THE TASK — Format each line of the listing below as a JSON list of strings, one string per line, with blank lines omitted.

## Begin ENTRIES SUPPLIED

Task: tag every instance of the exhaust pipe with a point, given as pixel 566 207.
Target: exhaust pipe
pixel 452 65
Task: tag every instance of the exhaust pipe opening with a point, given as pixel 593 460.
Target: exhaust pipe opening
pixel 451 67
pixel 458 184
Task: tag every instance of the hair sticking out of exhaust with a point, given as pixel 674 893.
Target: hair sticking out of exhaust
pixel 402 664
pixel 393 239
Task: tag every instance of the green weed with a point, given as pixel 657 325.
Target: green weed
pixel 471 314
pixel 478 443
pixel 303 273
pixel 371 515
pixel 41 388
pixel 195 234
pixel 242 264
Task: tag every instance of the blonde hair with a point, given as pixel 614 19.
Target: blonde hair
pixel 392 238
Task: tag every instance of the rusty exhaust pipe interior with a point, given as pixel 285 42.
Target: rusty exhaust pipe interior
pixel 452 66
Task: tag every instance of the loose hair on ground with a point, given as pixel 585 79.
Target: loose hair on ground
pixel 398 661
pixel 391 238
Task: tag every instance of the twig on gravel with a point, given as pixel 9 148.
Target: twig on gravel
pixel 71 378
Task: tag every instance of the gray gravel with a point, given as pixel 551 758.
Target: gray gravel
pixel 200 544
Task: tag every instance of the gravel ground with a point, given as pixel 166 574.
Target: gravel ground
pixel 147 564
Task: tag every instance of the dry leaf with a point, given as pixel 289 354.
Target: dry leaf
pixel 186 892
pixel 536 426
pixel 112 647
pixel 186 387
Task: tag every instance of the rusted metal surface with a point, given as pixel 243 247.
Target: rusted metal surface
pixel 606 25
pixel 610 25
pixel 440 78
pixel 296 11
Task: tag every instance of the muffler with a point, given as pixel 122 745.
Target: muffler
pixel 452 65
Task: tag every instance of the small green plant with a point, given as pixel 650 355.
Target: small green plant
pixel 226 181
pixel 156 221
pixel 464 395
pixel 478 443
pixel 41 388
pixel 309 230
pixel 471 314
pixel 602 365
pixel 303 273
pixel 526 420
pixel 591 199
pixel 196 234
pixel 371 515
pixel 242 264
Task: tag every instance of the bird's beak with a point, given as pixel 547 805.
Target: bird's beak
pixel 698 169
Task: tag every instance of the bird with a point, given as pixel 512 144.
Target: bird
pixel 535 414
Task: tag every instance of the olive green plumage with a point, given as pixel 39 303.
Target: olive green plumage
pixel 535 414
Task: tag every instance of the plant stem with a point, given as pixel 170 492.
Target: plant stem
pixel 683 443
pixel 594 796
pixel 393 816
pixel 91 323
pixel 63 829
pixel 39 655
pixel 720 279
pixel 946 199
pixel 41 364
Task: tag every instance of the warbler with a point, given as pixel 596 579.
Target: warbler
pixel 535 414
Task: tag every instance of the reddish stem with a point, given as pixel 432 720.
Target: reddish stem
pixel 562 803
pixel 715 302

## End ENTRIES SUPPLIED

IN RESPONSE —
[
  "Task: tag every instance of the exhaust pipe with a point, given as pixel 566 207.",
  "Target: exhaust pipe",
  "pixel 452 65",
  "Task: tag every instance of the exhaust pipe opening with a point, given as pixel 593 460.",
  "Target: exhaust pipe opening",
  "pixel 451 67",
  "pixel 458 184",
  "Task: tag every instance of the hair sticking out of exhaust with a point, given as pixel 674 893.",
  "Target: hair sticking out of exhaust",
  "pixel 402 664",
  "pixel 393 239",
  "Task: tag every instance of the green weed with a point, given as pixel 657 325.",
  "Target: green weed",
  "pixel 471 314",
  "pixel 478 443",
  "pixel 303 273",
  "pixel 371 515",
  "pixel 41 388",
  "pixel 195 234",
  "pixel 242 264",
  "Task: tag every instance of the blonde hair with a point, given as pixel 614 19.",
  "Target: blonde hair",
  "pixel 392 238",
  "Task: tag every instance of the rusty exhaust pipe interior with a point, given as pixel 285 42.",
  "Target: rusty exhaust pipe interior",
  "pixel 452 66",
  "Task: tag every instance of the loose hair on ground with a point, given as pixel 585 79.",
  "Target: loose hair on ground",
  "pixel 398 661",
  "pixel 391 238",
  "Task: tag every instance of the twig on gravel with a point, given as pixel 9 148.",
  "Target: twig on gravel",
  "pixel 71 378",
  "Task: tag every instance of the gray gravel with a point, given as pixel 551 758.",
  "Target: gray gravel",
  "pixel 200 544",
  "Task: tag every instance of the gravel ground with a point, given as pixel 166 574.",
  "Target: gravel ground",
  "pixel 147 564",
  "Task: tag every instance of the dry leaf with a point, given as pixel 289 354.",
  "Target: dry leaf",
  "pixel 186 892",
  "pixel 536 426",
  "pixel 112 647",
  "pixel 186 387",
  "Task: tag every instance of the rusted metal surface with a point, given as pixel 243 247.",
  "Target: rusted metal surface",
  "pixel 606 25",
  "pixel 610 25",
  "pixel 440 78",
  "pixel 296 11",
  "Task: tag every instance of the muffler with a point, given as pixel 122 745.",
  "Target: muffler",
  "pixel 452 65",
  "Task: tag every instance of the small green plant with a point, given as pixel 650 355.",
  "Target: small green plant",
  "pixel 226 181",
  "pixel 156 221",
  "pixel 464 395",
  "pixel 478 443",
  "pixel 41 388",
  "pixel 309 230",
  "pixel 471 314",
  "pixel 602 365",
  "pixel 303 273",
  "pixel 526 420",
  "pixel 591 199",
  "pixel 196 234",
  "pixel 371 515",
  "pixel 242 264",
  "Task: tag every instance of the bird's beak with a point, given as pixel 547 805.",
  "Target: bird's beak",
  "pixel 698 169",
  "Task: tag every instance of the bird with a point, given as pixel 512 144.",
  "Target: bird",
  "pixel 535 414",
  "Task: tag every instance of the olive green plumage with a point, given as pixel 39 303.",
  "Target: olive green plumage",
  "pixel 535 414",
  "Task: tag every instance of the plant stem with a point, given as pixel 170 492.",
  "Target: plant stem",
  "pixel 683 443",
  "pixel 594 796",
  "pixel 393 816",
  "pixel 91 323",
  "pixel 63 829",
  "pixel 39 655",
  "pixel 720 279",
  "pixel 946 199",
  "pixel 41 364",
  "Task: tag every instance of the warbler with a point, given as pixel 596 579.",
  "Target: warbler",
  "pixel 535 414",
  "Task: tag every instance of the reddish stem with a point, given as pixel 432 720.",
  "Target: reddish stem",
  "pixel 562 803",
  "pixel 715 302"
]